Required work
Starting at the line that contains "If you would be willing to tag the green djembe", repeat each line exactly until the records end, keeping both the first and the last.

[Referring expression data]
=== Begin Enclosure ===
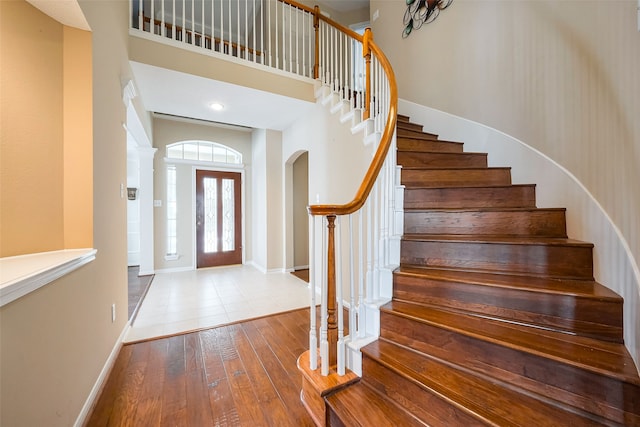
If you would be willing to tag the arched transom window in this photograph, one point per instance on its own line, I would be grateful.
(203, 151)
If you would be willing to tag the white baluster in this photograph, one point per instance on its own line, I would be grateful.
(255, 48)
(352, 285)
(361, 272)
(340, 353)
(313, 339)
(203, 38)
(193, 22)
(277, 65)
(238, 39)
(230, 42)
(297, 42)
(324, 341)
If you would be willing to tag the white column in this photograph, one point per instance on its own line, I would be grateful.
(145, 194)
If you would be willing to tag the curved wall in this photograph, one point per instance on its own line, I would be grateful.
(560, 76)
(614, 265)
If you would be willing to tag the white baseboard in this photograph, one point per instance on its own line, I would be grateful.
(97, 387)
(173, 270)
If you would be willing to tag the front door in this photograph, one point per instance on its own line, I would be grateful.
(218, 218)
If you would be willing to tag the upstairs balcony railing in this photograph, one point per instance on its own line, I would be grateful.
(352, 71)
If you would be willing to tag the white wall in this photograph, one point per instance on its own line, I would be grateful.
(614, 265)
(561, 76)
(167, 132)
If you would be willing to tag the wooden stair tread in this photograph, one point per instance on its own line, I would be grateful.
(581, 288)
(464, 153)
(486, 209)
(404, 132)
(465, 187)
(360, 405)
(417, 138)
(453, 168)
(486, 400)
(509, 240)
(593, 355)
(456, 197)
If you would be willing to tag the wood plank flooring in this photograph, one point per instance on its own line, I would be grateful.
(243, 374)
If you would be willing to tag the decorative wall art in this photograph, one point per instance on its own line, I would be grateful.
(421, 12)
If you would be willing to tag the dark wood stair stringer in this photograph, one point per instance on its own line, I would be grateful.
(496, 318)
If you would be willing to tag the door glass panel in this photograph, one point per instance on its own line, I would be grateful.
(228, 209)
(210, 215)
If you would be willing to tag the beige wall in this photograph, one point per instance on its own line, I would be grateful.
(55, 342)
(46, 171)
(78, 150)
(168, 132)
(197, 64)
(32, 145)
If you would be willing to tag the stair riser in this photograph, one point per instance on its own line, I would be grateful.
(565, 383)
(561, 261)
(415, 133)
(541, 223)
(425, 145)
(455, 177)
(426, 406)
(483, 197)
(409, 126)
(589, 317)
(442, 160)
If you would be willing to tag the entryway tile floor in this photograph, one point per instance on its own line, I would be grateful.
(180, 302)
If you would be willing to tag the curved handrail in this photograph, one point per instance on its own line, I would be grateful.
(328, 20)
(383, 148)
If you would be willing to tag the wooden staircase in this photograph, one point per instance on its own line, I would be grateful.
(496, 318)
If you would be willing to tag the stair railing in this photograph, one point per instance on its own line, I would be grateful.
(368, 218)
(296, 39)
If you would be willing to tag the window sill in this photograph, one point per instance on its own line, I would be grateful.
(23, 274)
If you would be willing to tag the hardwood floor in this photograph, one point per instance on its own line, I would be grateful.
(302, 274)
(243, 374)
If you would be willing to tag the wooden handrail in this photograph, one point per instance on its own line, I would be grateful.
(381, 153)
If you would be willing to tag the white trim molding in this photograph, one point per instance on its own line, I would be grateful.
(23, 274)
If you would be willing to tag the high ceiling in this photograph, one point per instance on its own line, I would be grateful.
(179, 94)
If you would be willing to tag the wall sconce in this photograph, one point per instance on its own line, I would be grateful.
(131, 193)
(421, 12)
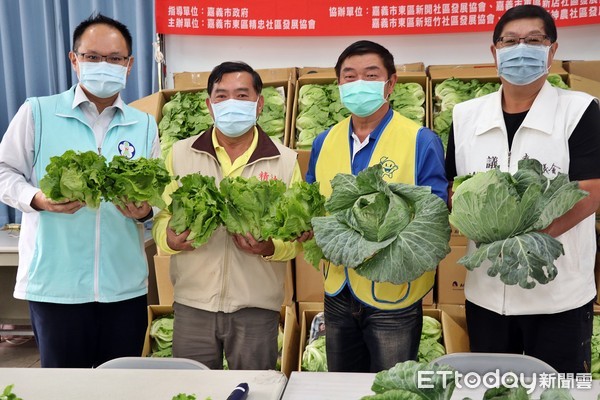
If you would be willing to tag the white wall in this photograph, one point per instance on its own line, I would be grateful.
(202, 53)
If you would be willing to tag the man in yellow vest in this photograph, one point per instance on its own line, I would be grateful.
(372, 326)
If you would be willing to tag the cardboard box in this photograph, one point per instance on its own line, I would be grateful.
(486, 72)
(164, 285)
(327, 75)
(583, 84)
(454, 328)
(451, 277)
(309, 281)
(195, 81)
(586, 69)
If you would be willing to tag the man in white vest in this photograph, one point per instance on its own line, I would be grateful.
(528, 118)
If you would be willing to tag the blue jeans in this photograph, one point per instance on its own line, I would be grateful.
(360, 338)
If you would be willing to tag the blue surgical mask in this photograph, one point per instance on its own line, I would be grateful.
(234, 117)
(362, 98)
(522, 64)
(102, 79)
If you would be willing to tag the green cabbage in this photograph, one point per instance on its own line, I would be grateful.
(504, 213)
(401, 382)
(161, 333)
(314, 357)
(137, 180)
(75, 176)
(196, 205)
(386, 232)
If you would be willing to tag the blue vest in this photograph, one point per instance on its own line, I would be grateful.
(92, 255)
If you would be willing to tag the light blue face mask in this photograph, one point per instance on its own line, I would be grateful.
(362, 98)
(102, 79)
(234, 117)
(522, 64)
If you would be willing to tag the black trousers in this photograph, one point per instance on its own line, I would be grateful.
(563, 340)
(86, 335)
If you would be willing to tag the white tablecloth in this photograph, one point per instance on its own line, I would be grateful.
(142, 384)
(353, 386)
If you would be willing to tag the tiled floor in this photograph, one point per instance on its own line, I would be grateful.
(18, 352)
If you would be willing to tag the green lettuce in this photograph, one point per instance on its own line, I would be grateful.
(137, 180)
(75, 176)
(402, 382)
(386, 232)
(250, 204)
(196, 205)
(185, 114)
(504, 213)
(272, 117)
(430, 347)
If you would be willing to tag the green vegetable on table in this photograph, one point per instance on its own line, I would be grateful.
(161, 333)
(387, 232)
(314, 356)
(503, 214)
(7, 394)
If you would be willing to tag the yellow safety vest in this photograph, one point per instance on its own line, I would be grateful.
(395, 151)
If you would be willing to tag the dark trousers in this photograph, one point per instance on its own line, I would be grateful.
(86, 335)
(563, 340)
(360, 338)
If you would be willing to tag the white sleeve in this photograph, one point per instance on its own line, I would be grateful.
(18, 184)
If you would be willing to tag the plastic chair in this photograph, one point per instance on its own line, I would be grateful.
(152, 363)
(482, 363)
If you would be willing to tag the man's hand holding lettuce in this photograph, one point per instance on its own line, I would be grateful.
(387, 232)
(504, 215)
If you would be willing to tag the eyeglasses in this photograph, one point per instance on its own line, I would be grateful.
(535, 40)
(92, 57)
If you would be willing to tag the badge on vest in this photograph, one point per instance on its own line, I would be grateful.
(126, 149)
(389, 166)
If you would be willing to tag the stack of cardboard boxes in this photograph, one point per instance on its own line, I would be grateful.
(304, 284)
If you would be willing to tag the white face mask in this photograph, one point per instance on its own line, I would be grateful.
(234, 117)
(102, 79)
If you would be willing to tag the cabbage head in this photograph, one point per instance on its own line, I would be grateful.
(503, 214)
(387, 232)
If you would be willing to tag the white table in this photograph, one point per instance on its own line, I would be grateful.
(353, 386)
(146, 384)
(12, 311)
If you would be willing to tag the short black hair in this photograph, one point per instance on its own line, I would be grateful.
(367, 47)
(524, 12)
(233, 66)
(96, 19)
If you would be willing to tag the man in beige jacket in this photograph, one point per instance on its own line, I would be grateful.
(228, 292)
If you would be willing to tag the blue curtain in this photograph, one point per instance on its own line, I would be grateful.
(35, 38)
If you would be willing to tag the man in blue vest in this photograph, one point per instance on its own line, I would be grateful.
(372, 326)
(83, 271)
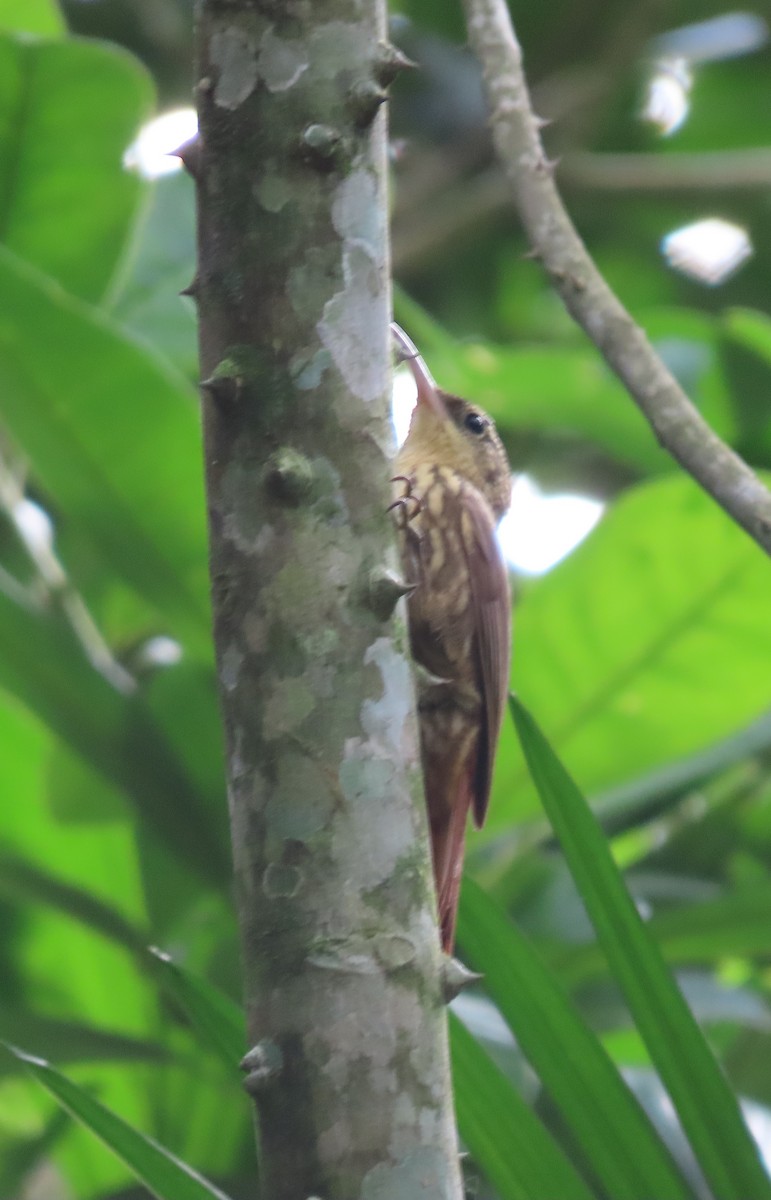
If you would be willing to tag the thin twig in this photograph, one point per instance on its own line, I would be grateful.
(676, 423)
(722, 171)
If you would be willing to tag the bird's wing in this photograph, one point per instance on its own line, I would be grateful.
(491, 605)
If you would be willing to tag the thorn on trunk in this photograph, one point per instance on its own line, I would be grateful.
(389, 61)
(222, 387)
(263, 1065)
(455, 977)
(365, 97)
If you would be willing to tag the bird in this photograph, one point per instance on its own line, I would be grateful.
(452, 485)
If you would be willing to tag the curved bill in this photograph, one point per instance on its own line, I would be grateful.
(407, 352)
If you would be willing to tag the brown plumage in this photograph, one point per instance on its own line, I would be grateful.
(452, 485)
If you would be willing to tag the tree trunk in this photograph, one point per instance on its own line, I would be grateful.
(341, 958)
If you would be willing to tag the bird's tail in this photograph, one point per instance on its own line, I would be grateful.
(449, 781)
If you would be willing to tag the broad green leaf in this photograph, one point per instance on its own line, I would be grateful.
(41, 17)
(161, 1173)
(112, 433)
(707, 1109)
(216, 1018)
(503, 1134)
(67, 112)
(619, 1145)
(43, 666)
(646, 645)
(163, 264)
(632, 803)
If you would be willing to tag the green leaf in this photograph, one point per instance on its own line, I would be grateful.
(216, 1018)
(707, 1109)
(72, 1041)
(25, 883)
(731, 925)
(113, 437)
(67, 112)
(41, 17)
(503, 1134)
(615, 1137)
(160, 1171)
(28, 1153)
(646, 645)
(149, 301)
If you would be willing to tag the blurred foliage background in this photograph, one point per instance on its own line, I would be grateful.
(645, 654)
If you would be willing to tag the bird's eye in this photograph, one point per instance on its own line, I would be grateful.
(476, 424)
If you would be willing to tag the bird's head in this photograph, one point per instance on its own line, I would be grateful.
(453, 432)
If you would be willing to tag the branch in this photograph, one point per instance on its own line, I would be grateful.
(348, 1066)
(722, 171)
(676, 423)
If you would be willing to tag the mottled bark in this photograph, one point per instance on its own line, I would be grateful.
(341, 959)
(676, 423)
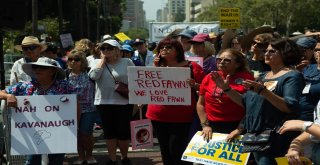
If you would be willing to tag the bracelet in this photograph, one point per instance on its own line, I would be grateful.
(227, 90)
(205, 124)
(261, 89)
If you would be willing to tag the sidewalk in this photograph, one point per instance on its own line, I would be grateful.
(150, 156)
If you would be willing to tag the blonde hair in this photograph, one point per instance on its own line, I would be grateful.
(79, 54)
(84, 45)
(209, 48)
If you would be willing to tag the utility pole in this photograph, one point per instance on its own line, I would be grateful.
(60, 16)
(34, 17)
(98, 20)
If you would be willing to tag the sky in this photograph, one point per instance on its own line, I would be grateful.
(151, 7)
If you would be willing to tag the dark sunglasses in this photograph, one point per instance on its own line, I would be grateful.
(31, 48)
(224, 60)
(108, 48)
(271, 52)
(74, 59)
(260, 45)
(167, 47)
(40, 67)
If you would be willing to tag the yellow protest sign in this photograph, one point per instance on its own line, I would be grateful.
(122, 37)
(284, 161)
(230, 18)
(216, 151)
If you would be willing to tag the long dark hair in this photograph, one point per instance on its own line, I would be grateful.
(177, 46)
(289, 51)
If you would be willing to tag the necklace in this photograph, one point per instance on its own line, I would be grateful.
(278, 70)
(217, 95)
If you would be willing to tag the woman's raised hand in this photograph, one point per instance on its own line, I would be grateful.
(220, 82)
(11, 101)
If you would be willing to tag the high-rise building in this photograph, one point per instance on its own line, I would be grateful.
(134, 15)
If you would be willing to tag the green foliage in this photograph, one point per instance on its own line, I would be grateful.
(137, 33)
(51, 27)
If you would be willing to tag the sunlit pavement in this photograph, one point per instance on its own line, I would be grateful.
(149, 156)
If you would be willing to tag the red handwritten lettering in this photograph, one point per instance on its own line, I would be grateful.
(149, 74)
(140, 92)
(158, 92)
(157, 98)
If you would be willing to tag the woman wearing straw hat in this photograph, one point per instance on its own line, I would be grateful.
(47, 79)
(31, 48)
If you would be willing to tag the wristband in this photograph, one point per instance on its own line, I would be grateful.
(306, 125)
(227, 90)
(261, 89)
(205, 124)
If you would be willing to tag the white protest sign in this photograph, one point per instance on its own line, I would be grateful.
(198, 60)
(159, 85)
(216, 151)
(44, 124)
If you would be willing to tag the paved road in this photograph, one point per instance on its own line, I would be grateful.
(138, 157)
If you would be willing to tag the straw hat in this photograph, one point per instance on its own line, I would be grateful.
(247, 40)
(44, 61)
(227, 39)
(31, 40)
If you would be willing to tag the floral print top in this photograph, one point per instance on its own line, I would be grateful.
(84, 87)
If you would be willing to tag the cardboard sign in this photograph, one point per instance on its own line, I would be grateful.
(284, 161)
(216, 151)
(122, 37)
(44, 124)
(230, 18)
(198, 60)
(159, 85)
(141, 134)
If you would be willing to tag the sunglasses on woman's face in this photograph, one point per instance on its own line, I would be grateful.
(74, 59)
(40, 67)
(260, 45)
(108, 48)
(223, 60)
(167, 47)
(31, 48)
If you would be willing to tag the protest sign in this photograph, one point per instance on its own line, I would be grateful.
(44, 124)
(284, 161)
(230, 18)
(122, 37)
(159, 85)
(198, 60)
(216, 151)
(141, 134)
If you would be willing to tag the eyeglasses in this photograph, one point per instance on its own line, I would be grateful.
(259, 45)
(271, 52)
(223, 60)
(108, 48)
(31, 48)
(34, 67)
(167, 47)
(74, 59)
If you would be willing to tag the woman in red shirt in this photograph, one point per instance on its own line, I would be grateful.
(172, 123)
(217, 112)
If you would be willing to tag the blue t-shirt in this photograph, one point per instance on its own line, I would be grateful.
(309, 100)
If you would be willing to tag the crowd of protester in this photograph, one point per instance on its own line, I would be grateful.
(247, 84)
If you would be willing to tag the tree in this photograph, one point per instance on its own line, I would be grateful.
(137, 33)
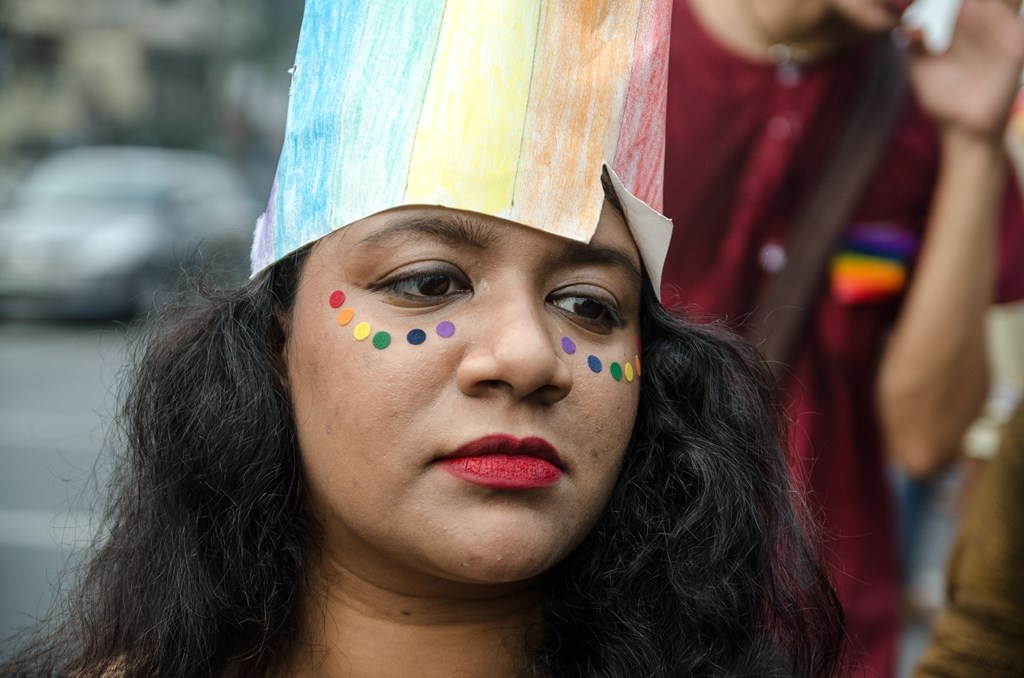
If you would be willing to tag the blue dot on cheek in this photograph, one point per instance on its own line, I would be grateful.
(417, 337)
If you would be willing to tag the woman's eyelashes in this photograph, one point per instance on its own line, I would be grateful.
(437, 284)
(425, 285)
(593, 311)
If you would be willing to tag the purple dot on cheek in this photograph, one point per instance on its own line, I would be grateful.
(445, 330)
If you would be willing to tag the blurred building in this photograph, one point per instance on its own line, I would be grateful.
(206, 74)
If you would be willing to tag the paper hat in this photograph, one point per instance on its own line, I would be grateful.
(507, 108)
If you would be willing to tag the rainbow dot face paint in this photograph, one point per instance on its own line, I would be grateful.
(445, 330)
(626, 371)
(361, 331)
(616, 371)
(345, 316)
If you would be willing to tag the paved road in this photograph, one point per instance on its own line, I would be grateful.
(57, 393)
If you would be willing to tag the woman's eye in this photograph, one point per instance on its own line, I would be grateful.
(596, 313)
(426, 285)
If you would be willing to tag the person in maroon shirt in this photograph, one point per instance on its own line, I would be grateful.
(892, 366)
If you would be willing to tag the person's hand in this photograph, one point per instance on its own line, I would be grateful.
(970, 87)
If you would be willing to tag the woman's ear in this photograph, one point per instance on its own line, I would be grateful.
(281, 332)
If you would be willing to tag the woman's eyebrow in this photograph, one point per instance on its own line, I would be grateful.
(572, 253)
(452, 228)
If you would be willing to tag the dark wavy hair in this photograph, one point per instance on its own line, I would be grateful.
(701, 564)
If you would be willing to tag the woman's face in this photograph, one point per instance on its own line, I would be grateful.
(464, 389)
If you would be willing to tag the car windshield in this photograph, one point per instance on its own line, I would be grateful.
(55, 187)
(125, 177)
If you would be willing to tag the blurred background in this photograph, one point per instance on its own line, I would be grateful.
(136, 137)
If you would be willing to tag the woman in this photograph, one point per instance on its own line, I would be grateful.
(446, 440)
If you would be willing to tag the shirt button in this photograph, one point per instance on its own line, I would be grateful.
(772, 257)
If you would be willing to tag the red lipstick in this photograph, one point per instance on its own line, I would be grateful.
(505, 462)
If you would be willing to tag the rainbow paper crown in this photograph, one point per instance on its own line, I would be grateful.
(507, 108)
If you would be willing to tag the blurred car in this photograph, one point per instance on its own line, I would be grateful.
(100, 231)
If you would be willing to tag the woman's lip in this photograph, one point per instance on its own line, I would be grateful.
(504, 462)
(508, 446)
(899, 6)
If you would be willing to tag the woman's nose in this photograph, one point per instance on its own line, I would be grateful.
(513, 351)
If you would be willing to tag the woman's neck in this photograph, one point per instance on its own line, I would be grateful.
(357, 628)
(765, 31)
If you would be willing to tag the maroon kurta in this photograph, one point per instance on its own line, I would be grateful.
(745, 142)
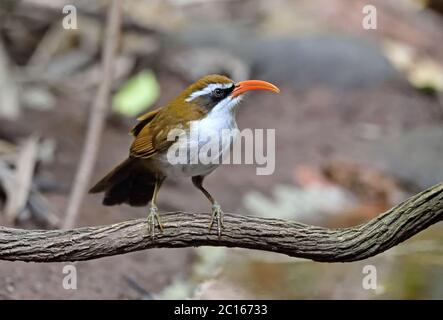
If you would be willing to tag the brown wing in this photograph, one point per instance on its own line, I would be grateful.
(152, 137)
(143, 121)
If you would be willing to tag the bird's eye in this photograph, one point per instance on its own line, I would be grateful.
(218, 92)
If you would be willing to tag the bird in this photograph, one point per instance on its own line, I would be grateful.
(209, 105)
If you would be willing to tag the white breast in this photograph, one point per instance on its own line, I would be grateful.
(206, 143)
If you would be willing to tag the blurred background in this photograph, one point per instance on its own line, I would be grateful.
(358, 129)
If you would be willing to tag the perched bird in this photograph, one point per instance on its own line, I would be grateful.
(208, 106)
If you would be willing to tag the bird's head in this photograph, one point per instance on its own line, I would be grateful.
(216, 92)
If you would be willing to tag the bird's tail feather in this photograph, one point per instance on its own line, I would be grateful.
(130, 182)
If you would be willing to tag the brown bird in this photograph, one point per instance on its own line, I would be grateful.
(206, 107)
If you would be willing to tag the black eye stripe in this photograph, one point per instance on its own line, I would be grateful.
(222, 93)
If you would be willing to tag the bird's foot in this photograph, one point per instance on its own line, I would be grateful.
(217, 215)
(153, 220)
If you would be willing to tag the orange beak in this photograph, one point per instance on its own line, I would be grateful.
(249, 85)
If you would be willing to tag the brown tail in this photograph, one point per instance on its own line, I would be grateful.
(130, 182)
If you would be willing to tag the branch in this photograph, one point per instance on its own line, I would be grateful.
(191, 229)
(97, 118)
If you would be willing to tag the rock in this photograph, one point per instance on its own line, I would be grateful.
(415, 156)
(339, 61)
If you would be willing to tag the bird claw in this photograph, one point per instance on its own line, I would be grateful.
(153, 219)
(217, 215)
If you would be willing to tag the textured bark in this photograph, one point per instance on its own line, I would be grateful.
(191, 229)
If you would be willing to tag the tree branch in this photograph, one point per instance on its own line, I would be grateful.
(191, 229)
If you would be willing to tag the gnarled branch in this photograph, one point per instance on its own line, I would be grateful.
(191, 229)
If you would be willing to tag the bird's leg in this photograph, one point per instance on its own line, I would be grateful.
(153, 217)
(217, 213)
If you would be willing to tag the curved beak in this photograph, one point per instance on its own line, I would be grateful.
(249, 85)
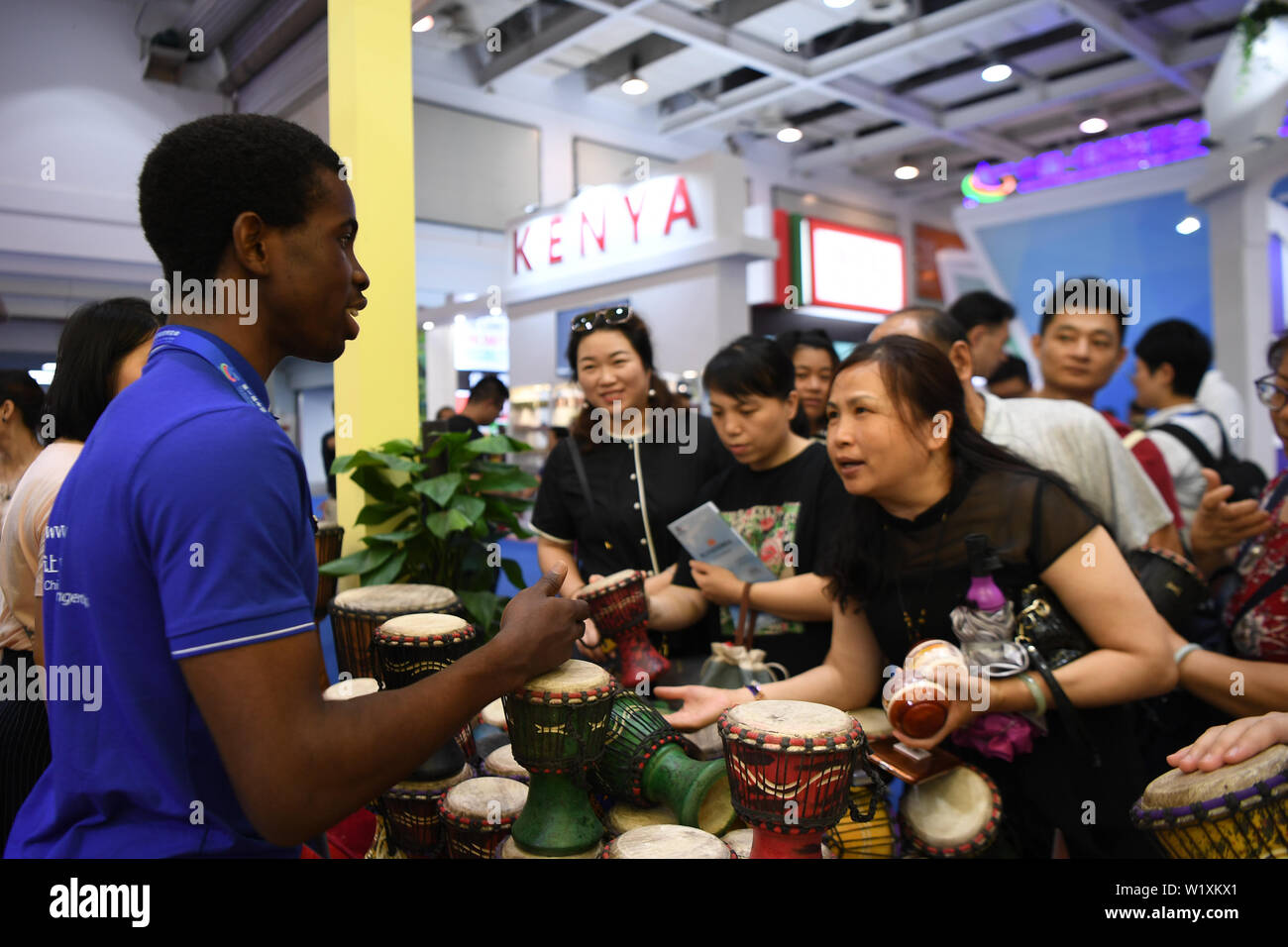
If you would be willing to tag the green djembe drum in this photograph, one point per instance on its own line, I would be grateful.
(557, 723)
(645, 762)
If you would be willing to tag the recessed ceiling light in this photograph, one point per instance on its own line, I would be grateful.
=== End Enclosure ===
Result below
If you would be willing to tag the green djembe drum in this photograph, one point per instance on its own line, I would be grateful.
(557, 723)
(645, 762)
If you would be willing to tag the recessed ceiling light in this photograph, one point per instance on its own line, I would be grateful.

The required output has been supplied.